Selected passage below:

THE WHITECHAPEL MURDERER
IN NEW YORK

Material for close study by the members of the Academy of Legal Medicine and Jurisprudence of the State of New York was provided at its last meeting by the series of horrible murders of women recently perpetrated in London.

Mr. Austin Abbott, a member of the College of Attorneys of New York, read a short work entitled "The Whitechapel Murders and Criminal Dementia", and the eminent alienist, Dr. Spitzka, Drs. Iswing and Barney and other physicians, took part in the discussion of this most interesting matter.

Mr. Abbott made mention of the famous skill of which the bloody work of the killer shows evidence, which, he added, even if he is not a surgeon or a butcher, he is at least a person accustomed to working quickly. It is likely that he does not live in the district in which he commits his crimes. "The repetition and the impunity of these crimes prove that he is a resourceful man, no doubt possessing all the attributes of a brutal nature, low and ignorant. On the day of his capture the civilized world will be preoccupied with the question of his sanity."

End of Selected passage.

▶ _What to produce_: Translate this sentence from the article on the Whitechapel murderer into Spanish: "It is likely that he does not live in the district in which he commits his crimes."

Information shown below:

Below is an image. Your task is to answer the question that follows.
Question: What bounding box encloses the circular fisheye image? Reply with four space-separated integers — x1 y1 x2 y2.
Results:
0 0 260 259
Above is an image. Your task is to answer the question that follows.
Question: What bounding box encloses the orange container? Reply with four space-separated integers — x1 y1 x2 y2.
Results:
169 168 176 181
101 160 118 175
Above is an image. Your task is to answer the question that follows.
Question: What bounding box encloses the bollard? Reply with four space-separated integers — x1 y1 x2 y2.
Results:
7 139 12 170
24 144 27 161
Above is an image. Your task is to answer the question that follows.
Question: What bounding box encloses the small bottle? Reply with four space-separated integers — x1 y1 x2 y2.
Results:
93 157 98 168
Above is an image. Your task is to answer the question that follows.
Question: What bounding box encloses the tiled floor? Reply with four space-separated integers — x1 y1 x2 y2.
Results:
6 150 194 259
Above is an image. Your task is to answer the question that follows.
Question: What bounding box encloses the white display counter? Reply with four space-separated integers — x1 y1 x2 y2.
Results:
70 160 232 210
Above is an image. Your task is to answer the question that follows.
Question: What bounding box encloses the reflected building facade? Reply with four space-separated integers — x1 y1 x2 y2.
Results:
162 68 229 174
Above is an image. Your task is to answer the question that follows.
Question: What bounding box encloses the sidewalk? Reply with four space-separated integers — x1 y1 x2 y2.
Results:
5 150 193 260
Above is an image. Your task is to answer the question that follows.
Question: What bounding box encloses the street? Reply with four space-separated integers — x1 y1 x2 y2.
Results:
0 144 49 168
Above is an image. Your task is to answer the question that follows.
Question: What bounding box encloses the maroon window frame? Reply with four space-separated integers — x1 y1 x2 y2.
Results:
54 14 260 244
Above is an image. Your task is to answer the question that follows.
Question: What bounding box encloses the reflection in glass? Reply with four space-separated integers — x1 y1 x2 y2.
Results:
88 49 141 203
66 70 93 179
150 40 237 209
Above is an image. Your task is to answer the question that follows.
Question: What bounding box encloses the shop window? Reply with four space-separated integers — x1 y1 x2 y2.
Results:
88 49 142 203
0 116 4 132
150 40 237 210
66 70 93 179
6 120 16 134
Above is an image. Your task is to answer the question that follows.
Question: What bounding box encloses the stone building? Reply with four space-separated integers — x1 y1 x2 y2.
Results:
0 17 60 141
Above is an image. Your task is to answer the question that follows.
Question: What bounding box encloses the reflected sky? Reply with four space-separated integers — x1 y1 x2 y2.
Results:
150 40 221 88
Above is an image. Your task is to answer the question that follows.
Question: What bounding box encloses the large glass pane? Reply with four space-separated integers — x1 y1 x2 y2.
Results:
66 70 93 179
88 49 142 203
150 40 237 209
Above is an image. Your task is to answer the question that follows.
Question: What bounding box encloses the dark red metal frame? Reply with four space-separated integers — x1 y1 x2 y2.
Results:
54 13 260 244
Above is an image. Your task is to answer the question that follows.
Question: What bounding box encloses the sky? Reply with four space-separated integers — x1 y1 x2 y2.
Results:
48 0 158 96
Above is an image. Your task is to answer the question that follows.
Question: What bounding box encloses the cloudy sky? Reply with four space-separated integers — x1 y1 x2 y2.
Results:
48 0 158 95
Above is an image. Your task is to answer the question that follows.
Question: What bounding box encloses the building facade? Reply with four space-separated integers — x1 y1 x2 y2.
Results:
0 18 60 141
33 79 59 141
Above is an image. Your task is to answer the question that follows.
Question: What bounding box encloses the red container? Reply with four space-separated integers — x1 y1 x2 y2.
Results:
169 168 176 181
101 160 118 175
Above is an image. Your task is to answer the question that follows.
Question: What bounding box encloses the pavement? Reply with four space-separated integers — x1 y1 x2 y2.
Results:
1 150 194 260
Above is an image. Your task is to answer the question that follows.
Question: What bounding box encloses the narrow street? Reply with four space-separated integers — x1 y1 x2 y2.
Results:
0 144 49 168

End of Information shown.

▶ _Solution_: Es probable que no viva en el distrito en el que comete sus crímenes.